(Collected data)
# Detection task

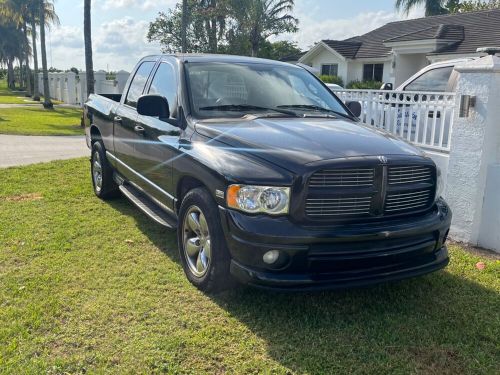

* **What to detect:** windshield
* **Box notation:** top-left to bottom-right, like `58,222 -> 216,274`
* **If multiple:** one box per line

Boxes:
185,62 -> 350,119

What is expected: Write the entries above out again exactly, but not the pictures.

Expected output:
# Detection task


* **What to detect:** windshield
* **Box notation:** top-left to bottom-right, like `58,222 -> 216,274`
* **If multiple:** one box per line

Boxes:
185,62 -> 350,119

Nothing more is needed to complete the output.